Rewrite the section of the items that begins with the line containing "Provide the outline of every instance of the balcony" and ends with the line containing "1209 404 L 1200" as a numbered list with one line per entry, and omit any blank lines.

Data items:
★ ★ ★ ★ ★
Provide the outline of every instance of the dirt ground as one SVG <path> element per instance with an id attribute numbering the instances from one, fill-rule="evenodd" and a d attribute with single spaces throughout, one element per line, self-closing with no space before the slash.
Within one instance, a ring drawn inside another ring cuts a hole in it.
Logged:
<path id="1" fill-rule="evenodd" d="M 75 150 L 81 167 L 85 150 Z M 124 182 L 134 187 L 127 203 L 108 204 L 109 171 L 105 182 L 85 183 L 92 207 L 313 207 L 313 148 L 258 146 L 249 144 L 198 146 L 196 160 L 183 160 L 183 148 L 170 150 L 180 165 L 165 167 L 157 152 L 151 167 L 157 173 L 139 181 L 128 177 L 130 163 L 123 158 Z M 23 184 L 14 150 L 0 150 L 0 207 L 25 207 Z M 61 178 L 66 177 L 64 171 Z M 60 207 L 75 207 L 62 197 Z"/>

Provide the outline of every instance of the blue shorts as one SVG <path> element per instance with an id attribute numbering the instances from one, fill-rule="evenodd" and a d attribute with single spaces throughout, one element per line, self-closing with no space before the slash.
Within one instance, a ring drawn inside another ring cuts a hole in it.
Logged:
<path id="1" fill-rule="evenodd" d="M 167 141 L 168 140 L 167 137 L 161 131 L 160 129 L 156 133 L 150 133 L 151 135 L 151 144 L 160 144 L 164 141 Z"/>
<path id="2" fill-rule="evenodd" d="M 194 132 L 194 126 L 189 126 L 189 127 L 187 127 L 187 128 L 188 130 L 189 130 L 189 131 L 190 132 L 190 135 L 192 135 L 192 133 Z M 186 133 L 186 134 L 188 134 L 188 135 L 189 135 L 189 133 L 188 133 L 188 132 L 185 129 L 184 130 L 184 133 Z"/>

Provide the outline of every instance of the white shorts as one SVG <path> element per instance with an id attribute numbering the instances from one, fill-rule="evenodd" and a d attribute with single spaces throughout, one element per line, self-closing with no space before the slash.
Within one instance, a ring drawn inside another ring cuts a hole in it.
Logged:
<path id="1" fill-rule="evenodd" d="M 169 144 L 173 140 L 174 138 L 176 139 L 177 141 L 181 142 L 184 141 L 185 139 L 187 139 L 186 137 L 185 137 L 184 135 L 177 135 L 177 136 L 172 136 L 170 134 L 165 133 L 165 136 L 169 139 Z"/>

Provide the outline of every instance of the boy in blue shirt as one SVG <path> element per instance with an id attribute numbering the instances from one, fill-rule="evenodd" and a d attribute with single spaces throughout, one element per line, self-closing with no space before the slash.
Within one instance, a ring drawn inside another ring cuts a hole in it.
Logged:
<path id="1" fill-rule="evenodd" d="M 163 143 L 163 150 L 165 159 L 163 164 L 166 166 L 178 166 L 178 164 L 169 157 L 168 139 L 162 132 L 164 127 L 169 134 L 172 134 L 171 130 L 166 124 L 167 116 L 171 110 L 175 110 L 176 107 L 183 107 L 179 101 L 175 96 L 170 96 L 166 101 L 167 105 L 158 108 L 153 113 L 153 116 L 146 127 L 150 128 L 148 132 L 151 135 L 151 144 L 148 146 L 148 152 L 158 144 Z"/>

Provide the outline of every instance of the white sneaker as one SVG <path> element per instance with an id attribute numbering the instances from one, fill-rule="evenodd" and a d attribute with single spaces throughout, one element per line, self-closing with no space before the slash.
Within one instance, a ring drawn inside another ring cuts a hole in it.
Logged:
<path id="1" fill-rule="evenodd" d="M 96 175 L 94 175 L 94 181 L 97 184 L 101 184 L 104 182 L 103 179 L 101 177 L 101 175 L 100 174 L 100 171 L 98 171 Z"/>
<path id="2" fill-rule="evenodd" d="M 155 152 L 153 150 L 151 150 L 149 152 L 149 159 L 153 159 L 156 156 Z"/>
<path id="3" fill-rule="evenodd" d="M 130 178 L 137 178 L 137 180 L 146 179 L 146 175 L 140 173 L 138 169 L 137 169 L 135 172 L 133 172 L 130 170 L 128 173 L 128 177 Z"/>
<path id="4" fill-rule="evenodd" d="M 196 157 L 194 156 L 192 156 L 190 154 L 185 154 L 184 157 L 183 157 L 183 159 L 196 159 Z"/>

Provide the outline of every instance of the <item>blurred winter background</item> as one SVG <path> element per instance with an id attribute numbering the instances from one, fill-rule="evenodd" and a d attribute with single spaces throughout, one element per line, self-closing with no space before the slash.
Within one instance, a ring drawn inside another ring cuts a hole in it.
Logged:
★ ★ ★ ★ ★
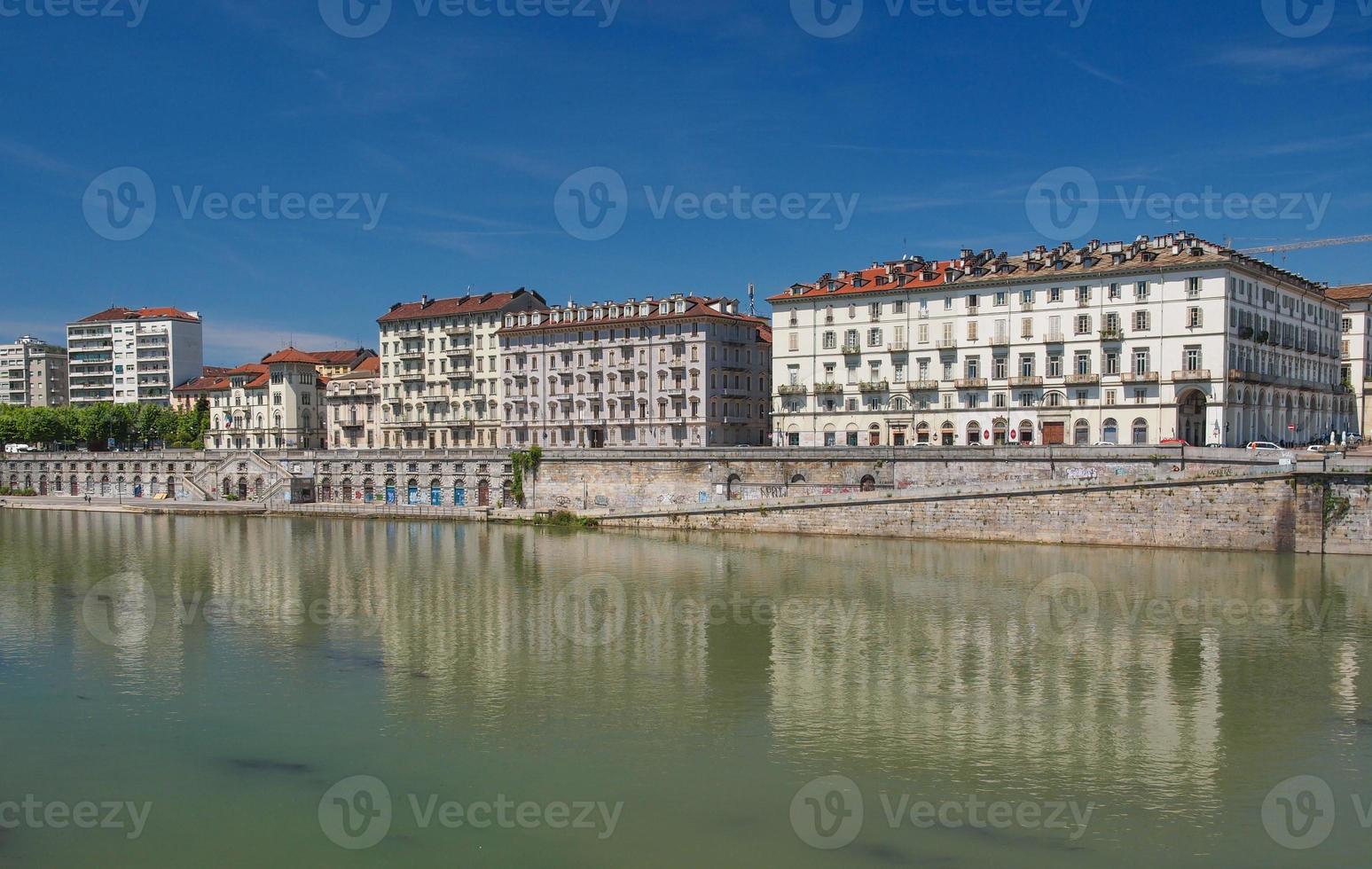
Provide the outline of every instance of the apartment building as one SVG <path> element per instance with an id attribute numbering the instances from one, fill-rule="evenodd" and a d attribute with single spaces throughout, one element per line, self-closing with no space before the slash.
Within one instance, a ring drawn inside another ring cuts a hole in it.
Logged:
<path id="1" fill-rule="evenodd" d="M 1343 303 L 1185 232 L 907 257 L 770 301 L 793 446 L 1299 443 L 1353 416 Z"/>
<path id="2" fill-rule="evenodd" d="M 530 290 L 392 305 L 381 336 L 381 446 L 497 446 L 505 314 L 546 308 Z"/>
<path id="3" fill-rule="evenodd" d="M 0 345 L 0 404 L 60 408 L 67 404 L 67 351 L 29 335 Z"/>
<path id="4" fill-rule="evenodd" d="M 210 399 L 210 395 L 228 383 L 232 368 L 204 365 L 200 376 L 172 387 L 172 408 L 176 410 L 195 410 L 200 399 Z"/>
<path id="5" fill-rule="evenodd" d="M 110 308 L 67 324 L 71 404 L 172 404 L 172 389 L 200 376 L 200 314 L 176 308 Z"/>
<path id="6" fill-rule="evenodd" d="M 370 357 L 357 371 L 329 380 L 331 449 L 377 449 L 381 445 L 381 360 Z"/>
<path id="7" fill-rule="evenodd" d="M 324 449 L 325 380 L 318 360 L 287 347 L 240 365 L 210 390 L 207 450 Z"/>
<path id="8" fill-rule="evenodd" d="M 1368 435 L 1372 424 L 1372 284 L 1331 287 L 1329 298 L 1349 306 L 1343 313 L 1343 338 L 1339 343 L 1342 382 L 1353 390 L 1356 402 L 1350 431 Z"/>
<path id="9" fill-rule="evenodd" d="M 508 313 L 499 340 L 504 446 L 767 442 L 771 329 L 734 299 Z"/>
★ ★ ★ ★ ★
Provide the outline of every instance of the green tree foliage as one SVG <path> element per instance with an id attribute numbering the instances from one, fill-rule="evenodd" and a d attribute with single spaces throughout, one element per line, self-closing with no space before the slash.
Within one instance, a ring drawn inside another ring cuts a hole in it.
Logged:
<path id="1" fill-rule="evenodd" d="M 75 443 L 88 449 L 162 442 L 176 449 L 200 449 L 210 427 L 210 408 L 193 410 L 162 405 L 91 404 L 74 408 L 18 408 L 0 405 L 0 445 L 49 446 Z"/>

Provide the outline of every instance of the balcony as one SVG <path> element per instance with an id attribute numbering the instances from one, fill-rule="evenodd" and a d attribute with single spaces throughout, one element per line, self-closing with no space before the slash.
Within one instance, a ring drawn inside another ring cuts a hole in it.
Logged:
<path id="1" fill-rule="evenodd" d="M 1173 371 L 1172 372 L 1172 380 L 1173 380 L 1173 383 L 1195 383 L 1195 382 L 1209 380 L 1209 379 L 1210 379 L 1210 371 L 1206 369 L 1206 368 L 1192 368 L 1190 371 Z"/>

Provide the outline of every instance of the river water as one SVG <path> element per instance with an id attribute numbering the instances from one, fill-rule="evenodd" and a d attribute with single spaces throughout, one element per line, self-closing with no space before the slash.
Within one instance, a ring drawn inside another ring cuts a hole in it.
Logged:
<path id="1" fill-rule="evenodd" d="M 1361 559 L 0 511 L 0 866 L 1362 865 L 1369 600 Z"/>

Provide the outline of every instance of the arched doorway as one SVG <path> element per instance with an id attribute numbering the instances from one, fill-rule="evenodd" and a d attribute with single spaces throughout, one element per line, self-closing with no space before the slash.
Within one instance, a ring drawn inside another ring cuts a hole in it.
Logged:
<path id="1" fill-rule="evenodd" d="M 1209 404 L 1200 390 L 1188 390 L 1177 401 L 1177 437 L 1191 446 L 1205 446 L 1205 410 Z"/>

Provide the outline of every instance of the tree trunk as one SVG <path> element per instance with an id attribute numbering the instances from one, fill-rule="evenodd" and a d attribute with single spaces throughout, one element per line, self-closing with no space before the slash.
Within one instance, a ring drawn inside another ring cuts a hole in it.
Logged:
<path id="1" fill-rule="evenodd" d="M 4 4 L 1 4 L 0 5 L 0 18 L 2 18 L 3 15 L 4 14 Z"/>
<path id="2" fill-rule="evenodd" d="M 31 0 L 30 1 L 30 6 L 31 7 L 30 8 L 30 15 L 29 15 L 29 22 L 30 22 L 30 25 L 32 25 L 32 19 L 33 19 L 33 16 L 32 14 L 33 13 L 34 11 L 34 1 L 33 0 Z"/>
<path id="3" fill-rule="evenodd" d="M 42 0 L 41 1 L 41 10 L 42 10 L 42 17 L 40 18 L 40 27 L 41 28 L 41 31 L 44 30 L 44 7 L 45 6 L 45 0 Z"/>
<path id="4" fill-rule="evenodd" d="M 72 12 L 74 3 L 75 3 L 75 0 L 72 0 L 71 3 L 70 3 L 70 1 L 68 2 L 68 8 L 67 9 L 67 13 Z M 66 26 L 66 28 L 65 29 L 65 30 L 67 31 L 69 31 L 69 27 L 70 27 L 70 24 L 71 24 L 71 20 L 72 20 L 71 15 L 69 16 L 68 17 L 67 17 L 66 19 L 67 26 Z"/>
★ ★ ★ ★ ★
### WRITTEN SOLUTION
1. Provide the outline of every instance of the balcony as one SVG <path> element per instance with an id attribute numbering the instances from one, fill-rule="evenodd" and a d attribute with single spaces throughout, one element per line, self-closing with no space before the slash.
2. Within one instance, a ring drawn inside another ring cuts a hole in it.
3. Logged:
4. <path id="1" fill-rule="evenodd" d="M 1173 371 L 1172 372 L 1172 380 L 1173 380 L 1173 383 L 1195 383 L 1195 382 L 1209 380 L 1209 379 L 1210 379 L 1210 371 L 1206 369 L 1206 368 L 1192 368 L 1190 371 Z"/>
5. Provide the outline of every instance of the river water as one SVG <path> element per instance with an id attribute numbering the instances from one, fill-rule="evenodd" and a d attribute with single spaces throughout, one element per line, self-closing with no space before the slash.
6. Within one instance, a ring drawn inside another ring cuts a hole in it.
7. Logged:
8. <path id="1" fill-rule="evenodd" d="M 1361 559 L 0 511 L 0 866 L 1362 865 L 1369 600 Z"/>
9. Provide the outline of every instance of the arched doorway as one SVG <path> element per instance with an id attribute numbering the instances from one, fill-rule="evenodd" and a d attribute with single spaces throughout, one element per line, self-closing with no space before the slash.
10. Within one instance, a ring drawn inside another ring cuts a hole in it.
11. Logged:
12. <path id="1" fill-rule="evenodd" d="M 1209 404 L 1200 390 L 1188 390 L 1177 401 L 1177 437 L 1191 446 L 1205 446 L 1205 410 Z"/>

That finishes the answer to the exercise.